--- begin Data to process ---

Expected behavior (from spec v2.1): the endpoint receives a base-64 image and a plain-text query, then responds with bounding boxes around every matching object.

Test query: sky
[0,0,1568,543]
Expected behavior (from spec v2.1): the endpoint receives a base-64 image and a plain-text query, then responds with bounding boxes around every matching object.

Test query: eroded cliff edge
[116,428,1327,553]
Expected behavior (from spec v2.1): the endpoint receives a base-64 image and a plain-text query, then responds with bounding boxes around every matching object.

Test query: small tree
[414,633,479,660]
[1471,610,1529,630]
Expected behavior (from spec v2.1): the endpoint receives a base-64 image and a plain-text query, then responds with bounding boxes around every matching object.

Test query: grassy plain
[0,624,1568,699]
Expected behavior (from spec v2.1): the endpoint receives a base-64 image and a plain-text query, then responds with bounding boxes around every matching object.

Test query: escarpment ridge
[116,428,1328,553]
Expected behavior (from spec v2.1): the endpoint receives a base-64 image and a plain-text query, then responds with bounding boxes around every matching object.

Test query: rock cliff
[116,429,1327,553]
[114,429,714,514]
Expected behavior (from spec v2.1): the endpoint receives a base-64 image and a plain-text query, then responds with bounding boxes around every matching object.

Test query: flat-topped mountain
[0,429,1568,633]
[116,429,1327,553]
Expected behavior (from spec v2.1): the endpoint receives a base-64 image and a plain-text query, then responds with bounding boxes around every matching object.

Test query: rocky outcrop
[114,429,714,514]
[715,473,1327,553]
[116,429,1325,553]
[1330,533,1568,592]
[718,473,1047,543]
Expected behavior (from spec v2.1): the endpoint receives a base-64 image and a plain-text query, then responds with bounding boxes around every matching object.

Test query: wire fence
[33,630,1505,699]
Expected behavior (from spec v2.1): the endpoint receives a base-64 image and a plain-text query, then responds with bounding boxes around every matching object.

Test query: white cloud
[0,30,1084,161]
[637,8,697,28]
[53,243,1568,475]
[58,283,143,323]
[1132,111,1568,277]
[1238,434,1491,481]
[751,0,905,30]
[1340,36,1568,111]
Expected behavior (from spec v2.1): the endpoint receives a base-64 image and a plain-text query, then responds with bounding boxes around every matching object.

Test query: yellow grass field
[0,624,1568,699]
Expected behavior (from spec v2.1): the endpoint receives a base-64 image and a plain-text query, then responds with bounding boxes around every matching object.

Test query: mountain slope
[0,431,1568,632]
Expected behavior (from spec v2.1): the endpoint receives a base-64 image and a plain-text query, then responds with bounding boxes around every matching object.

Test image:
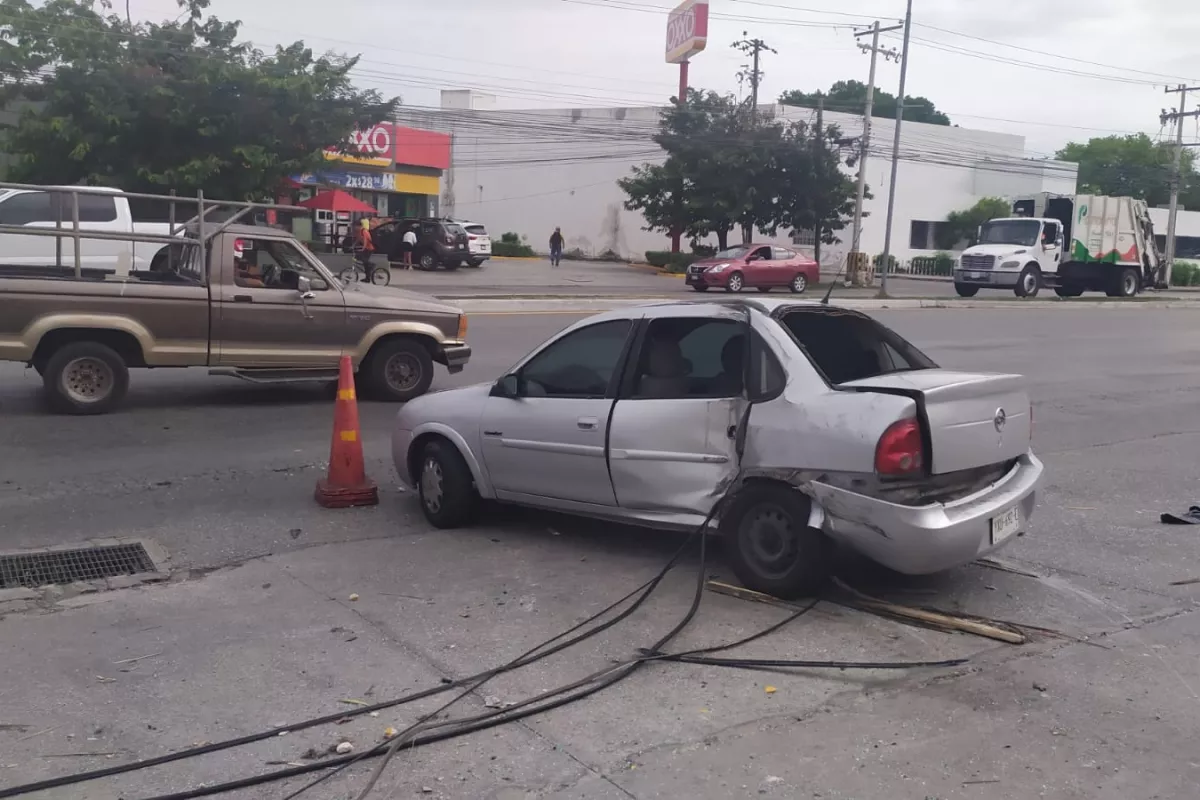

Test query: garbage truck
[954,193,1165,297]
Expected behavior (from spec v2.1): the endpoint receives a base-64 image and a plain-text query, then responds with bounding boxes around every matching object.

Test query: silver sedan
[392,299,1043,597]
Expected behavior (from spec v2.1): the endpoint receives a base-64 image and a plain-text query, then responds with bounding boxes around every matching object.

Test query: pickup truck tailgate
[840,369,1032,475]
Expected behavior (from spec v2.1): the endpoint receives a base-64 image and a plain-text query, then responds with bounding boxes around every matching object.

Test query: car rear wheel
[366,338,433,403]
[41,342,130,415]
[720,483,830,600]
[416,439,479,529]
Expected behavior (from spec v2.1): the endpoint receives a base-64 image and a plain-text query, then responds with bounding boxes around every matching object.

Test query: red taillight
[875,420,925,475]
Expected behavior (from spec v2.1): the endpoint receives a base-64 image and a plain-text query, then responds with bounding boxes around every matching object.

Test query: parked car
[0,203,470,414]
[391,299,1043,597]
[686,245,821,294]
[451,219,492,266]
[0,186,177,275]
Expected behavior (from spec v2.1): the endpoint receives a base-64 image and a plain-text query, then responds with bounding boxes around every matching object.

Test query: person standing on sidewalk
[550,228,563,266]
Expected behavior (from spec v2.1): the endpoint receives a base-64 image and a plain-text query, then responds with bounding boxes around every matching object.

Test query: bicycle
[337,254,391,287]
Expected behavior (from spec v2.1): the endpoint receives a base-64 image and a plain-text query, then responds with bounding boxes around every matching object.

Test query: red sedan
[686,245,820,294]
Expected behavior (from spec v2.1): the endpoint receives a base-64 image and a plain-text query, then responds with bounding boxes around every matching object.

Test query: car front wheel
[416,439,479,528]
[720,483,830,600]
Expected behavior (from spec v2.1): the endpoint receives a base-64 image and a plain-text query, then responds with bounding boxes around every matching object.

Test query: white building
[401,91,1076,266]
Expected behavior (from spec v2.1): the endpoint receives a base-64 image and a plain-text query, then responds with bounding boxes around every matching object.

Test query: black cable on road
[0,533,695,800]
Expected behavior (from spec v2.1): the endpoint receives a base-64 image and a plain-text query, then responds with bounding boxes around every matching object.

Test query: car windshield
[979,219,1042,247]
[713,247,750,258]
[780,308,937,386]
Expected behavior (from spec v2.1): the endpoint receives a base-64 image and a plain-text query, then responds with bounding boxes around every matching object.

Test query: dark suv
[371,217,470,270]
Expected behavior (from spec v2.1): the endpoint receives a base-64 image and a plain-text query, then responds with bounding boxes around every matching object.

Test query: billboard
[325,122,396,167]
[667,0,708,64]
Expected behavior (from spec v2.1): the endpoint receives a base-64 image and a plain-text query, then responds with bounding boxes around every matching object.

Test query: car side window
[0,192,55,225]
[520,319,634,398]
[234,239,329,291]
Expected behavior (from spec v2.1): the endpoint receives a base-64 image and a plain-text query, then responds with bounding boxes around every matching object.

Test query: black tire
[362,338,433,403]
[42,342,130,415]
[1104,266,1141,297]
[1013,264,1042,297]
[413,439,479,529]
[720,483,832,600]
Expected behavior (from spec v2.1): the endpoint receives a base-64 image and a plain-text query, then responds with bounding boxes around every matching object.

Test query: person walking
[355,219,374,283]
[400,228,416,270]
[550,228,563,266]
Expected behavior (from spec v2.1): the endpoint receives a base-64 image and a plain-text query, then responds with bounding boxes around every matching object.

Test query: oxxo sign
[325,122,396,167]
[666,0,708,64]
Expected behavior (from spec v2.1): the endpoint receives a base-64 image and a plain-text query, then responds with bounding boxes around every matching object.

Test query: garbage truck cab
[954,193,1162,297]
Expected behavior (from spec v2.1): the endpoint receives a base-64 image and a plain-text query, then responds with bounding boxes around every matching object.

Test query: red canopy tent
[296,188,377,213]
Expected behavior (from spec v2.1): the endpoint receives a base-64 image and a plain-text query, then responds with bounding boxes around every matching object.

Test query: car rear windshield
[779,308,937,385]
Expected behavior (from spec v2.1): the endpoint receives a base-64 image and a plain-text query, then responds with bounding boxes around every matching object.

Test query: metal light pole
[880,0,912,297]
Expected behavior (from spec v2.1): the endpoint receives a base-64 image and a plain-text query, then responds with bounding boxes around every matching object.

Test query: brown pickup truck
[0,224,470,414]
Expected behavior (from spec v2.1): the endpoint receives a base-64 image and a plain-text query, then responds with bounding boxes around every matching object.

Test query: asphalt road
[0,303,1200,800]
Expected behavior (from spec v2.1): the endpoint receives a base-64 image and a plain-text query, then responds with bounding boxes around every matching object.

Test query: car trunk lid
[840,369,1032,475]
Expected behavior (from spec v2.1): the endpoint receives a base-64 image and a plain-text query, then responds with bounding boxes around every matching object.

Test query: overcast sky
[131,0,1200,156]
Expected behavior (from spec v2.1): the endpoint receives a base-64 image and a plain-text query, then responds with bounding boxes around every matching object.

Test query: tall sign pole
[666,0,708,253]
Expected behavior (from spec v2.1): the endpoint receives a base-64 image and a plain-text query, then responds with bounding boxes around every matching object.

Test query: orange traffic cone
[316,355,379,509]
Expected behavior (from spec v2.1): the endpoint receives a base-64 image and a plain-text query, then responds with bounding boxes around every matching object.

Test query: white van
[0,186,175,275]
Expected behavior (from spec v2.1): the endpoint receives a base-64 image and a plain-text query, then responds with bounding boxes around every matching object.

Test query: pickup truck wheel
[720,483,830,600]
[1013,264,1042,297]
[416,440,479,529]
[367,339,433,403]
[42,342,130,415]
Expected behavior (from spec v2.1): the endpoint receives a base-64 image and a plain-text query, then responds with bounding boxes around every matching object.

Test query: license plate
[991,506,1021,545]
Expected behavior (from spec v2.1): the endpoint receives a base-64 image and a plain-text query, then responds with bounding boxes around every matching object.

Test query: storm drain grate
[0,545,156,589]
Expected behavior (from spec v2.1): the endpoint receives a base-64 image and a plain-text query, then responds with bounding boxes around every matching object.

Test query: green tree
[1055,133,1200,209]
[937,197,1013,249]
[0,0,398,199]
[619,90,853,249]
[779,80,950,125]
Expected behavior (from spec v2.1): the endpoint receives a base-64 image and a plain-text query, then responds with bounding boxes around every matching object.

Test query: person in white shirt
[400,228,416,270]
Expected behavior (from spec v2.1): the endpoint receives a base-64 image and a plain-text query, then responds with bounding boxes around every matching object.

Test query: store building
[400,91,1078,267]
[289,122,450,222]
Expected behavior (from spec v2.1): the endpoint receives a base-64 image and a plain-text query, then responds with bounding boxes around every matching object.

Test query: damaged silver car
[392,299,1043,597]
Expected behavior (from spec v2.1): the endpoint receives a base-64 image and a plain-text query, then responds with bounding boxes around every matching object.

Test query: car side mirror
[492,373,521,399]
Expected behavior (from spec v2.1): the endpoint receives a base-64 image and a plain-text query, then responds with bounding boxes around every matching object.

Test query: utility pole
[1158,84,1200,289]
[850,20,900,272]
[880,0,912,297]
[731,31,779,115]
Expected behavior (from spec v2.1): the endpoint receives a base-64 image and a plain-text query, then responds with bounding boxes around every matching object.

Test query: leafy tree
[1055,133,1200,209]
[620,90,853,249]
[0,0,398,199]
[779,80,950,125]
[937,197,1013,249]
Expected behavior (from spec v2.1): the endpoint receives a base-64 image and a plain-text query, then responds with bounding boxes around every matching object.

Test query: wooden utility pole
[1158,84,1200,289]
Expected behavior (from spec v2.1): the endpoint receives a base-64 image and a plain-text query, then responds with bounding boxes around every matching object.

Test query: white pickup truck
[954,194,1162,297]
[0,186,175,276]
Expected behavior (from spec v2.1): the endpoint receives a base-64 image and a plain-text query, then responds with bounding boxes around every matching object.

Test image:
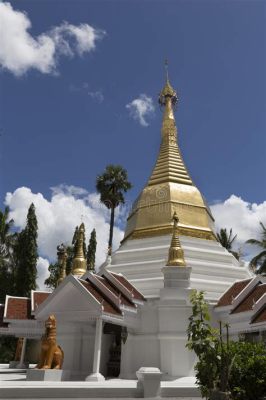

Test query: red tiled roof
[5,297,31,319]
[216,279,252,307]
[110,272,145,301]
[251,304,266,324]
[95,275,135,308]
[32,291,50,311]
[0,304,8,328]
[251,304,266,324]
[231,283,266,314]
[79,279,122,315]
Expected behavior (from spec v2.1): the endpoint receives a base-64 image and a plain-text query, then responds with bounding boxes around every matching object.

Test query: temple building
[0,71,266,381]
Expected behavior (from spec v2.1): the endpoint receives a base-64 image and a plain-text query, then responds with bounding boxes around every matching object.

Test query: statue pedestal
[26,369,63,382]
[9,361,29,369]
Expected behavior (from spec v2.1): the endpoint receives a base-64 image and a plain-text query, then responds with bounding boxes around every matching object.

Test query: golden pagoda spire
[72,222,87,276]
[57,243,67,286]
[123,62,216,240]
[148,61,192,185]
[166,212,186,267]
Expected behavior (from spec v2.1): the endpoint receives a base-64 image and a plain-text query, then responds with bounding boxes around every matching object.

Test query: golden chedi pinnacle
[123,61,216,240]
[166,212,186,267]
[72,223,87,276]
[57,243,67,286]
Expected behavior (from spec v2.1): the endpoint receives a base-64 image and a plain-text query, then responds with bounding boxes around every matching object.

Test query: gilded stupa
[124,64,216,240]
[107,64,249,301]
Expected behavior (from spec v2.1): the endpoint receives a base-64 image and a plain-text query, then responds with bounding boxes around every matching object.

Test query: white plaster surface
[108,235,251,301]
[0,364,201,400]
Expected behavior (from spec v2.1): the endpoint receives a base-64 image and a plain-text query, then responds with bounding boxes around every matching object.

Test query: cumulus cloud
[88,90,104,103]
[126,93,154,126]
[211,195,266,258]
[0,2,104,76]
[5,185,123,286]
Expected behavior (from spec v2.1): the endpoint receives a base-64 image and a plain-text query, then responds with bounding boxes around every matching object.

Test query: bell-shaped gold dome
[124,71,216,240]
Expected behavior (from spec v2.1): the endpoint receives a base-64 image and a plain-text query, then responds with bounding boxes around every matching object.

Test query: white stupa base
[26,369,63,382]
[107,234,251,302]
[85,372,105,382]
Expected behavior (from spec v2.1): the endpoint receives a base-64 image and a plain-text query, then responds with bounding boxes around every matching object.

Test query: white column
[86,318,105,381]
[17,338,27,368]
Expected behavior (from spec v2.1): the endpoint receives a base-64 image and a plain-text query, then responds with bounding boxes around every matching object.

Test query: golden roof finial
[159,59,178,106]
[164,58,169,82]
[57,243,67,286]
[166,212,186,267]
[72,222,87,276]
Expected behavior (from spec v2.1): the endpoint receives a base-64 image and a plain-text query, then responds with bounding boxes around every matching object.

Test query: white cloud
[69,82,104,103]
[88,90,104,103]
[5,185,123,286]
[0,2,104,76]
[126,94,154,126]
[211,195,266,258]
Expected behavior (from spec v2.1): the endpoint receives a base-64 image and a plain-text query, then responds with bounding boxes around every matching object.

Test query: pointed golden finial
[166,212,186,267]
[72,222,87,276]
[164,58,169,82]
[57,243,67,286]
[159,59,178,106]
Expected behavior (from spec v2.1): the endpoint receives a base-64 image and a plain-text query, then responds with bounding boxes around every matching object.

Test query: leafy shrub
[187,291,266,400]
[229,342,266,400]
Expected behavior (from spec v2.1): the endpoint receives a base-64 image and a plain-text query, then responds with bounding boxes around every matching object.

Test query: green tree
[187,291,266,400]
[216,228,240,260]
[246,222,266,274]
[87,229,97,272]
[0,207,17,302]
[15,203,38,297]
[44,262,60,289]
[96,164,132,254]
[44,246,74,289]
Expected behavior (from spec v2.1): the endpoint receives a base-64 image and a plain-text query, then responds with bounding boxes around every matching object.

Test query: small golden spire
[57,243,67,286]
[159,59,178,109]
[166,212,186,267]
[72,222,87,276]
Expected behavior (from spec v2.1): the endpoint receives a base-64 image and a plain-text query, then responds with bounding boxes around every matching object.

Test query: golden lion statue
[36,315,64,369]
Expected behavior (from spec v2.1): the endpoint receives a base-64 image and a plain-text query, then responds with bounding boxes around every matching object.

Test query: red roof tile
[95,275,135,308]
[251,305,266,324]
[32,291,50,311]
[79,279,122,315]
[109,271,145,301]
[5,297,31,319]
[231,283,266,314]
[216,279,252,307]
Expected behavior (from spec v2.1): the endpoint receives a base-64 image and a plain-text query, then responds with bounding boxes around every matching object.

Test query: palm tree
[96,164,132,254]
[217,228,239,260]
[246,222,266,274]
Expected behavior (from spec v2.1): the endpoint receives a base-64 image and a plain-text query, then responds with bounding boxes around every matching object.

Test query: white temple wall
[159,304,196,377]
[57,321,95,378]
[108,235,251,302]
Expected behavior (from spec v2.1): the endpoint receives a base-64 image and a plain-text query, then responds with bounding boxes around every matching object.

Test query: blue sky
[0,0,266,203]
[0,0,266,282]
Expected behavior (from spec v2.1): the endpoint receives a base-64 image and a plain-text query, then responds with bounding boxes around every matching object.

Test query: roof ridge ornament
[72,222,87,276]
[158,59,178,106]
[166,212,186,267]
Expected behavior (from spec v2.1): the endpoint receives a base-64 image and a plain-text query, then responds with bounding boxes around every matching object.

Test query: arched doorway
[103,322,122,378]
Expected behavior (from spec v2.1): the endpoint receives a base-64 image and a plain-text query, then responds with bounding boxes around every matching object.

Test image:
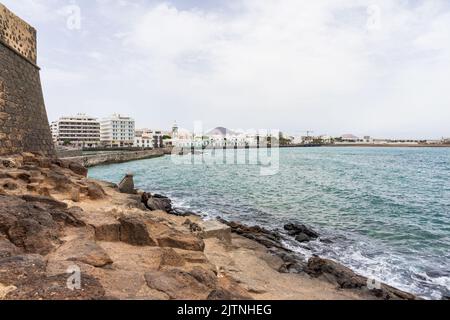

--- end Data to process ---

### What this task involves
Reproduce verbatim the records from their first line through the line containing "[116,428,1327,553]", both inclusive.

### The output
Expected behavior (from spec v2.1): the endpoint receives a base-64 image and a plain-text query, then responds with bounding boxes around every matching object.

Test query: sky
[0,0,1568,543]
Expected behavior (from spec v2.1): the endpoint receives a base-64 image and a plain-text query, then responds with bounding boxes around every matching object.

Test query: eroded cliff edge
[116,428,1327,553]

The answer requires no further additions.